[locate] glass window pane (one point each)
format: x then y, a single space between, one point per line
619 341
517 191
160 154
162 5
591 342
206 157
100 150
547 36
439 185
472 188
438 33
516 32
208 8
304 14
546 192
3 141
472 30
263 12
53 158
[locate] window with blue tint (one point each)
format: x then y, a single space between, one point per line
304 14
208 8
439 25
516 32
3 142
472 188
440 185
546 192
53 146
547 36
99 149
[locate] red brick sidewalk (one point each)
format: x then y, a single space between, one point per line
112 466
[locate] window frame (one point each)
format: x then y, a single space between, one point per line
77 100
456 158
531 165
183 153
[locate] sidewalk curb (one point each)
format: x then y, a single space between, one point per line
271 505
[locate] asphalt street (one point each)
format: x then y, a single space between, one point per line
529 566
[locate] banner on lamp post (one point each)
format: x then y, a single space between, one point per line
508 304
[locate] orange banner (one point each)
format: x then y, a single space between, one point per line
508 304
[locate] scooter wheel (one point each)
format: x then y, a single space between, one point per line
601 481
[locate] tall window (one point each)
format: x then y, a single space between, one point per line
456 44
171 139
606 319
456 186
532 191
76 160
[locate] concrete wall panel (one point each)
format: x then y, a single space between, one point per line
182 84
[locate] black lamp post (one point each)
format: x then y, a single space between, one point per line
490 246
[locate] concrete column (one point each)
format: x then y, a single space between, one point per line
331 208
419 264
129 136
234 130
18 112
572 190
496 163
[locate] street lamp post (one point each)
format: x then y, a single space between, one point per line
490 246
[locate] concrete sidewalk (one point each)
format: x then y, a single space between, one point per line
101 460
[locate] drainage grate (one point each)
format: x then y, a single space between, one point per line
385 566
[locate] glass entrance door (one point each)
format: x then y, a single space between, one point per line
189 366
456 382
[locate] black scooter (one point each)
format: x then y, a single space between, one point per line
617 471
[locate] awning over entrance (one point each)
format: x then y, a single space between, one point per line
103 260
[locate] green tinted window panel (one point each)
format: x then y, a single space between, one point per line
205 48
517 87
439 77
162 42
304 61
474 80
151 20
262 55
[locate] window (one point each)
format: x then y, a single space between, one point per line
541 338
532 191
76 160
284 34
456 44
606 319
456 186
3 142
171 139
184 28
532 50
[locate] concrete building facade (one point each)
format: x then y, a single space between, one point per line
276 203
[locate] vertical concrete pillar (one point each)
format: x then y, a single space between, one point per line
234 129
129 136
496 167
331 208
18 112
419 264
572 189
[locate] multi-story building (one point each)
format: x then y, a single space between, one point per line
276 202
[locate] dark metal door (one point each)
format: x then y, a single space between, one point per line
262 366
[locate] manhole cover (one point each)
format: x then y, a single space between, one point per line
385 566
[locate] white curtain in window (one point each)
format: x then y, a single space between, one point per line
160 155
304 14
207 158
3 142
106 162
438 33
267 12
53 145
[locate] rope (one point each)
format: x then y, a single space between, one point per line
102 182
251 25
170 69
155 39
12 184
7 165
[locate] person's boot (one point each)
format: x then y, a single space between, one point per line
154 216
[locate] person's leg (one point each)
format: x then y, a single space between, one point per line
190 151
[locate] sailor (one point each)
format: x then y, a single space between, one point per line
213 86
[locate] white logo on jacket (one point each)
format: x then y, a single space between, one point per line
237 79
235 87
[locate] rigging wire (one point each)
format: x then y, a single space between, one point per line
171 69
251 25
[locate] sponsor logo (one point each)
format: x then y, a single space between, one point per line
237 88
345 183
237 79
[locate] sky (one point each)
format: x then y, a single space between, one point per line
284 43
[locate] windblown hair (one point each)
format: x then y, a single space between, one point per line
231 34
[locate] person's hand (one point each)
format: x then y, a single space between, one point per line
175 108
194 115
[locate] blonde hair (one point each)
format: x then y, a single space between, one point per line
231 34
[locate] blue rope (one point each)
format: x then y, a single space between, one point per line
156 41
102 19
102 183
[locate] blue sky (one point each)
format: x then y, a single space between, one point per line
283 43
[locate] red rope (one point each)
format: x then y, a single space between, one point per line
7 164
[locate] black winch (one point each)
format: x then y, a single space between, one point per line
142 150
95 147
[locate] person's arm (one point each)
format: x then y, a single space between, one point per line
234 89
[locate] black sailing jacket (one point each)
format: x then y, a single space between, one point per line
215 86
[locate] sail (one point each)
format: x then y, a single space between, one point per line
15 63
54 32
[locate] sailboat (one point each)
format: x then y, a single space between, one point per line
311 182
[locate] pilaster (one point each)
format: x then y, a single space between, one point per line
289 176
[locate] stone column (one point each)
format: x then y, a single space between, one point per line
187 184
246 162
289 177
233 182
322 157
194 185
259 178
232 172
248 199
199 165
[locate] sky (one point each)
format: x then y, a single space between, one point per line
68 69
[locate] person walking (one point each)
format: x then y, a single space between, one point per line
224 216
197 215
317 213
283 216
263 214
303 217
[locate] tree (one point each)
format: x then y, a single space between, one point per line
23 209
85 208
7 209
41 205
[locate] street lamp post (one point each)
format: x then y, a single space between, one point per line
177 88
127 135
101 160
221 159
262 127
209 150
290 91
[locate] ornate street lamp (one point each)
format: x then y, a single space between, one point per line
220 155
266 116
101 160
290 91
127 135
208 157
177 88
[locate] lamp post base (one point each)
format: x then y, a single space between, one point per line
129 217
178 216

■ ■ ■ ■ ■ ■ ■

INSTRUCTION »
Copy the records above exactly.

SOLVED PROBLEM »
[locate] glass window pane (one point each)
format: x then y, a single space between, one point per line
619 341
517 191
160 154
162 5
591 342
206 157
100 150
547 36
439 185
472 188
438 33
516 32
208 8
304 14
546 192
3 141
472 30
263 12
53 158
[locate] window with blue tint (one point each)
format: x then y, a single space between, one point per line
304 14
208 8
439 25
516 32
3 142
472 188
440 185
546 192
53 146
547 36
99 149
[locate] red brick sidewalk (one point each)
format: x then y, a single space between, one point per line
112 466
[locate] window frame (one point each)
format: x then y, a single space between, one point per line
77 100
456 158
531 165
183 153
[locate] sidewalk curb (one point each)
format: x then y, a single space between, one point per line
271 505
[locate] asphalt street (one point each)
format: x then y, a single space between, one point per line
529 566
[locate] banner on lamp post (one point each)
format: x then y, a single space between, one point per line
508 304
[locate] orange banner (one point each)
format: x then y, a single space between, one point per line
508 304
[locate] scooter wheel (one point each)
format: x then y, a single space between, one point per line
601 481
[locate] tall window (one point each)
format: x then y, a single space between, one point per line
456 44
171 139
606 319
456 186
532 191
76 160
[locate] concrete wall panel (one point each)
format: x then y, a single space between, one point per line
182 84
[locate] black lamp post (one point each)
format: x then y, a single space between, one point per line
490 246
[locate] concrete column (one point each)
format: x then y, a single space between, one point per line
331 208
419 264
129 136
234 130
18 112
572 190
496 163
[locate] street lamp post (one point each)
format: x then y, a single space between, one point per line
490 246
[locate] concrete sidewalk (one point each)
format: x then y, a single space between, one point per line
101 460
[locate] drainage grate (one point each)
format: x then y, a single space between, one point per line
385 566
[locate] glass entrance door (one point each)
format: x then y, a single space between, one point per line
189 366
456 382
[locate] black scooter (one point each)
format: x then y, a single space between, one point per line
617 471
[locate] awning over entrance (one point each)
format: x then y, a single space between, one point per line
103 260
[locate] green tinted window panel (one point each)
format: x then y, a single space between, one point per line
205 48
517 87
439 77
162 42
304 61
474 80
151 20
262 55
[locate] window (one point each)
format: x then y, a single space between, one point per line
541 338
532 191
76 160
284 34
456 44
606 319
456 186
3 142
171 139
184 28
532 50
[locate] concrete building facade (one point each)
format: x then y, a single space between, one point per line
276 203
[locate] vertical concrete pillar (one point each)
format: x then y, a single space between, one point per line
234 129
129 136
496 167
331 208
18 112
419 264
572 189
[locate] multi-story building (one point each)
format: x then y, a single space between, one point per line
276 202
[locate] dark metal door (one point each)
format: x then y, a single space between, one point per line
262 366
[locate] manhole cover (one point each)
format: x then y, a single space between, one point per line
385 566
[locate] white curtain in window (one point each)
format: x then y, a single space between, one point per line
160 155
304 14
207 158
3 142
106 162
438 33
267 12
53 145
[locate] rope (one point each)
format: x then y, a single space between, one point per line
102 182
251 25
170 69
155 39
12 184
7 165
[locate] person's boot (one point each)
format: x then y, a single space between, one point per line
154 216
[locate] person's leg (one point each)
format: x then y, a single space between, one point per line
190 151
[locate] sailor (one point each)
format: x then y, a single space between, one point per line
213 86
[locate] white logo on jacket (one point each)
format: x then y, a single space between, one point per line
237 79
235 87
[locate] rigging wire (one point each)
format: x then y, a single space between, one point per line
171 69
251 25
[locate] sponsor logo (one point each)
format: x then y, a single space between, one point per line
237 88
345 183
237 79
[locate] sky (one point each)
format: x then y, a single space between, one point per line
284 43
[locate] windblown hair (one point each)
format: x then y, a single space between, one point per line
231 34
[locate] person's hand (one point each)
format: x then y, a single space between, one point per line
175 108
194 115
[locate] blonde hair (one point each)
format: x then y, a single space between, one point per line
231 34
[locate] blue rope (one point each)
format: x then y, a single space between, one point per line
156 41
102 19
102 183
[locate] blue sky (one point each)
format: x then y, a single space between, one point per line
283 43
[locate] red rope (one point each)
format: x then y, a single space between, one point per line
7 164
[locate] black winch (one point each)
format: x then y, a single space between, one point per line
142 150
95 147
[locate] person's arm (one point each)
format: x then y, a single space between, one point per line
234 89
[locate] black sailing jacket (one point each)
format: x then y, a single space between, one point per line
215 86
[locate] sail (one point each)
format: x then y, a single space between, one point per line
15 63
54 32
[locate] sailboat (one point each)
format: x then y, a single space between, one point per line
311 182
[locate] pilaster (one point each)
format: x then y, a single space between, one point per line
289 176
[locate] stone column (one point each)
format: x then y, a single space between, one point per line
187 184
246 162
289 177
233 182
322 157
194 185
259 178
232 172
248 199
199 165
[locate] sky (one point each)
format: x then y, a single space between, one point per line
68 69
[locate] person walking (one point each)
format: x then y, a single space between, one point per line
224 216
197 215
317 213
283 216
263 214
303 217
[locate] tree (one point each)
format: x then y, a single space between, one point per line
23 209
85 208
7 209
41 205
[locate] street lamp post (one point each)
format: x then y, a single space between, one point per line
177 88
127 135
101 160
221 159
262 127
209 150
290 91
[locate] ornate street lamp (one point each)
format: x then y, a single space between, one point per line
220 155
266 116
101 160
290 91
127 135
208 157
177 88
[locate] lamp post base (one point each)
format: x then y, a single space between, one point per line
129 217
178 216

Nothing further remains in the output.